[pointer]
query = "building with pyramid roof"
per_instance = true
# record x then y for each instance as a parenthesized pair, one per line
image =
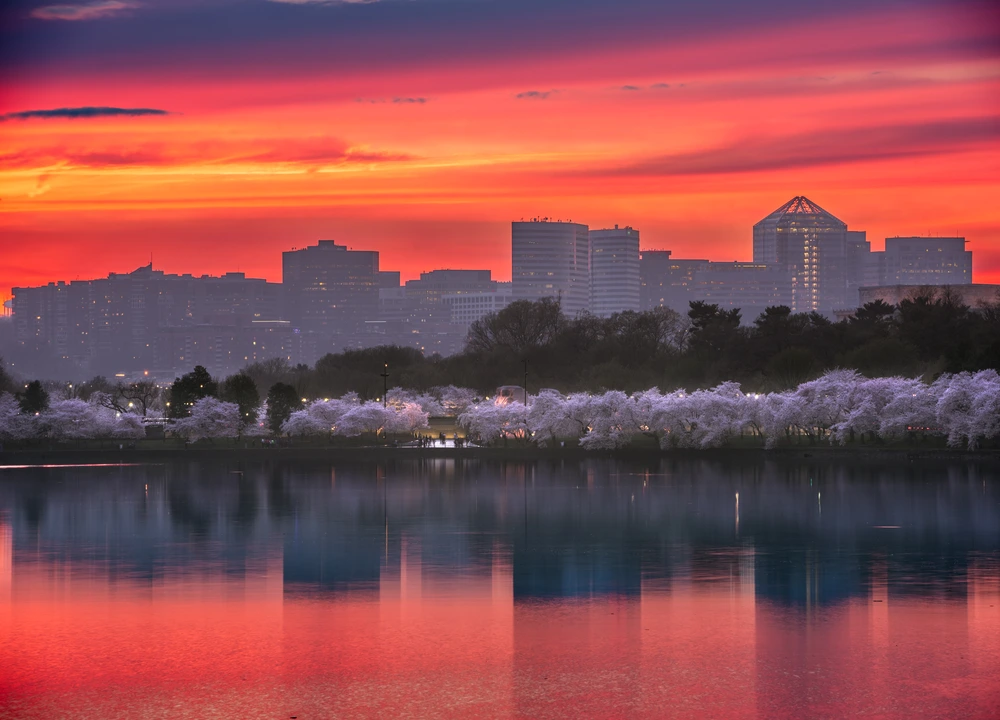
(811, 245)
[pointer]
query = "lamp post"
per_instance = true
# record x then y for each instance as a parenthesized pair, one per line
(385, 384)
(525, 382)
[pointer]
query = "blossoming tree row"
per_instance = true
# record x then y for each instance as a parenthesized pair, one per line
(839, 406)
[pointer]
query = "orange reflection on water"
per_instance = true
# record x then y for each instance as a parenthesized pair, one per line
(422, 642)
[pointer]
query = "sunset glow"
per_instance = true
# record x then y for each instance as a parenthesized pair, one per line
(422, 129)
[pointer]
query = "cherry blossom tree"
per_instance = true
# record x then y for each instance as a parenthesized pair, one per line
(492, 421)
(15, 425)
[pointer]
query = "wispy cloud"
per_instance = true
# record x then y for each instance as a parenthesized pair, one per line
(636, 88)
(311, 153)
(81, 113)
(396, 101)
(535, 95)
(85, 11)
(819, 148)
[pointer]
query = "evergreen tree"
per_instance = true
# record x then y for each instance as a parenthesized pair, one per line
(242, 390)
(282, 401)
(34, 399)
(189, 389)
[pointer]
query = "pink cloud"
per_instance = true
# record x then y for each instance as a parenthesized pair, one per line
(86, 11)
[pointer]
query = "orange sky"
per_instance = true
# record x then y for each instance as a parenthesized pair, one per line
(887, 119)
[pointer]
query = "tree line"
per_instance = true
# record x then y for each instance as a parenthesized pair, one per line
(631, 351)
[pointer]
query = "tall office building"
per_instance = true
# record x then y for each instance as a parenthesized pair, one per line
(667, 281)
(121, 322)
(926, 261)
(329, 289)
(862, 265)
(551, 259)
(750, 287)
(614, 271)
(811, 245)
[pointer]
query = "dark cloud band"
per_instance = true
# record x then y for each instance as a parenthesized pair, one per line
(81, 113)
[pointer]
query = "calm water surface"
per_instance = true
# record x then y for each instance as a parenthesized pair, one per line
(443, 588)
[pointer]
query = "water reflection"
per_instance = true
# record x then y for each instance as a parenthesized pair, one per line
(443, 587)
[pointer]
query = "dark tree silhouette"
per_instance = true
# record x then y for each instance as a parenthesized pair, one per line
(34, 399)
(242, 390)
(189, 389)
(282, 401)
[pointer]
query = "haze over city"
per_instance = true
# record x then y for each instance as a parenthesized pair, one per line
(500, 359)
(214, 135)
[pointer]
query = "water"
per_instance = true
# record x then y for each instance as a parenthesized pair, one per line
(445, 588)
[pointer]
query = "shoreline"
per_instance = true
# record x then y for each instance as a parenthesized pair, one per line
(114, 456)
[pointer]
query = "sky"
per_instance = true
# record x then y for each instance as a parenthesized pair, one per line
(211, 136)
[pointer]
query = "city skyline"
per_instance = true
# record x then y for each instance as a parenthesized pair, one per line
(127, 133)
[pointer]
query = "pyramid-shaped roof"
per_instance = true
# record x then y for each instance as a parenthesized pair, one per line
(801, 205)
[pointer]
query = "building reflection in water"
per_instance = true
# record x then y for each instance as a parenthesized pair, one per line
(740, 589)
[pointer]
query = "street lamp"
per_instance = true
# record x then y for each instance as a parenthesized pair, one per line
(525, 382)
(385, 385)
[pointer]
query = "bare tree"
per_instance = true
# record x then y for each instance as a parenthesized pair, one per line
(519, 326)
(137, 397)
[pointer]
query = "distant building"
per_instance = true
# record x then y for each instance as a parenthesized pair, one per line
(751, 287)
(811, 245)
(329, 289)
(115, 323)
(424, 294)
(969, 294)
(466, 308)
(614, 271)
(551, 259)
(862, 265)
(926, 261)
(665, 281)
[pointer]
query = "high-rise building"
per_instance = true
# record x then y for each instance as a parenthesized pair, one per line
(466, 308)
(614, 271)
(862, 265)
(926, 261)
(551, 259)
(751, 287)
(811, 245)
(329, 289)
(667, 281)
(116, 323)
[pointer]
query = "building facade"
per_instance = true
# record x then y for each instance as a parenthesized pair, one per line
(750, 287)
(551, 259)
(466, 308)
(331, 290)
(665, 281)
(926, 261)
(117, 323)
(811, 245)
(614, 271)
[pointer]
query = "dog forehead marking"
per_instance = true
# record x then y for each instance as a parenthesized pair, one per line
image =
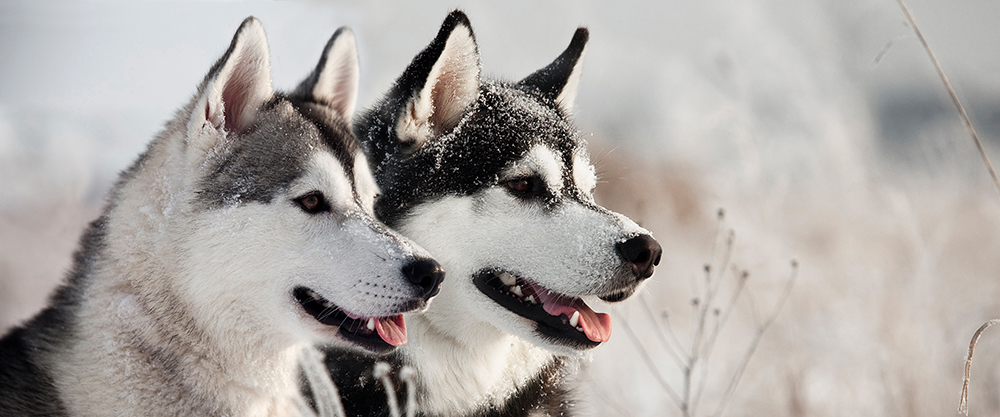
(330, 177)
(542, 161)
(365, 182)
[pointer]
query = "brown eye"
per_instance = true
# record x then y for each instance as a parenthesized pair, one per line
(526, 187)
(520, 185)
(313, 203)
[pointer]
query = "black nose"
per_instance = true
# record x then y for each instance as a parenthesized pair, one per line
(425, 273)
(642, 253)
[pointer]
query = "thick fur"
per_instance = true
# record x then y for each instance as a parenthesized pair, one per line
(450, 152)
(180, 301)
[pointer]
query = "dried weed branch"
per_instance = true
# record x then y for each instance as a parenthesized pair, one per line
(963, 407)
(711, 312)
(954, 97)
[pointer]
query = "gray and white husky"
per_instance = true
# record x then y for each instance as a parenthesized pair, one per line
(494, 180)
(244, 233)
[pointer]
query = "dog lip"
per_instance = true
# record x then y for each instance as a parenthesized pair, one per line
(554, 328)
(376, 334)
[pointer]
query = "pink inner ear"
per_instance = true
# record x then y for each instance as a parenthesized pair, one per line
(236, 94)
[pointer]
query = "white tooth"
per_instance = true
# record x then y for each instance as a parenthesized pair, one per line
(507, 279)
(517, 290)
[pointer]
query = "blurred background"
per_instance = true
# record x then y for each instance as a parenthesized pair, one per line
(820, 128)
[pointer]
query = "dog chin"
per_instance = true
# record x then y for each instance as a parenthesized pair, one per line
(376, 335)
(557, 322)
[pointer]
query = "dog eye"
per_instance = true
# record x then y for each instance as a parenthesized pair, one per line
(525, 187)
(313, 202)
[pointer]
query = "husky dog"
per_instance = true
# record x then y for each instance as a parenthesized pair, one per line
(244, 233)
(493, 179)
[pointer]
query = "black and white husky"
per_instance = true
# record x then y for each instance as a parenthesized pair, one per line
(493, 179)
(243, 234)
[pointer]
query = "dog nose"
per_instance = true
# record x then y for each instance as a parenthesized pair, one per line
(642, 253)
(425, 273)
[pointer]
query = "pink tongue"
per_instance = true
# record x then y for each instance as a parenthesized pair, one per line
(391, 329)
(597, 326)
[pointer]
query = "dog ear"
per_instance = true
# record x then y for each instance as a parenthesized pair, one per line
(440, 84)
(559, 80)
(235, 88)
(334, 82)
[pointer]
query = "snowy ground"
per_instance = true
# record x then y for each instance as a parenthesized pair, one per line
(820, 144)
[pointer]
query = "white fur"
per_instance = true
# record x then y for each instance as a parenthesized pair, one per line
(188, 310)
(337, 82)
(468, 349)
(451, 87)
(567, 95)
(583, 173)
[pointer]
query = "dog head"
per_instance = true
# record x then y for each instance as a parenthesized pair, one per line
(493, 179)
(271, 202)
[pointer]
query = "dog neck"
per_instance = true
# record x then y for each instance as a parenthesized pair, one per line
(459, 378)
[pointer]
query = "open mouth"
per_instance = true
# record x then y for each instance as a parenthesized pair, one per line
(377, 334)
(563, 318)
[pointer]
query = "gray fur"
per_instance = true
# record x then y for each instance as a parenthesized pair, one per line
(180, 301)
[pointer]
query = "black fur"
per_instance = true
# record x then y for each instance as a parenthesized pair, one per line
(26, 387)
(257, 166)
(261, 163)
(551, 80)
(363, 395)
(502, 125)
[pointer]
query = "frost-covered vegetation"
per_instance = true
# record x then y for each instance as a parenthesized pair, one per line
(820, 128)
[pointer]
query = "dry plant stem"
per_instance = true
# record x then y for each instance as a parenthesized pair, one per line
(652, 365)
(710, 346)
(954, 97)
(963, 407)
(697, 342)
(662, 335)
(756, 341)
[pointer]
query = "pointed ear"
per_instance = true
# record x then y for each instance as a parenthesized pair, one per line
(236, 86)
(440, 84)
(559, 80)
(334, 82)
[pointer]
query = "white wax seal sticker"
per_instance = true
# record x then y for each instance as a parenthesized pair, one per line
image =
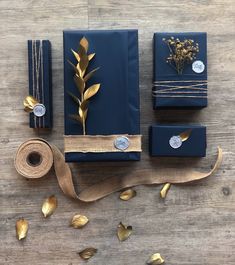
(122, 143)
(39, 110)
(198, 67)
(175, 142)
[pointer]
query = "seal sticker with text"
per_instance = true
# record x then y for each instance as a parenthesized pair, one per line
(177, 140)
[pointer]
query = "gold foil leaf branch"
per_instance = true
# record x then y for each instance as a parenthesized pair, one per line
(22, 227)
(181, 52)
(80, 78)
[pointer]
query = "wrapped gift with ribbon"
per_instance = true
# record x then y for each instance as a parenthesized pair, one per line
(101, 83)
(177, 140)
(39, 101)
(180, 70)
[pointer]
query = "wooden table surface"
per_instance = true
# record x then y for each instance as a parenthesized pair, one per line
(196, 223)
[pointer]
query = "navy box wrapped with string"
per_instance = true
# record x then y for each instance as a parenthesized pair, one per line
(174, 87)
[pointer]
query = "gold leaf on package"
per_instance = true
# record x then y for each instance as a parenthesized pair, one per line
(87, 253)
(123, 231)
(185, 135)
(49, 206)
(21, 228)
(81, 76)
(155, 259)
(127, 194)
(164, 190)
(79, 221)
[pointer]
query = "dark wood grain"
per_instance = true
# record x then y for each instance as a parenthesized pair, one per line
(195, 224)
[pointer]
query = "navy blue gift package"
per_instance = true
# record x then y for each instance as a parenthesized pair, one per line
(101, 93)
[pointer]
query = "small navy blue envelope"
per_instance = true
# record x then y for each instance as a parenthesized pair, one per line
(173, 90)
(164, 140)
(115, 108)
(40, 80)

----

Written request: Locate every line in the items above that contains the string "reflection" and copy each one out in full.

Task solution:
query = "orange reflection on water"
query = "water reflection"
query = "building reflection in water"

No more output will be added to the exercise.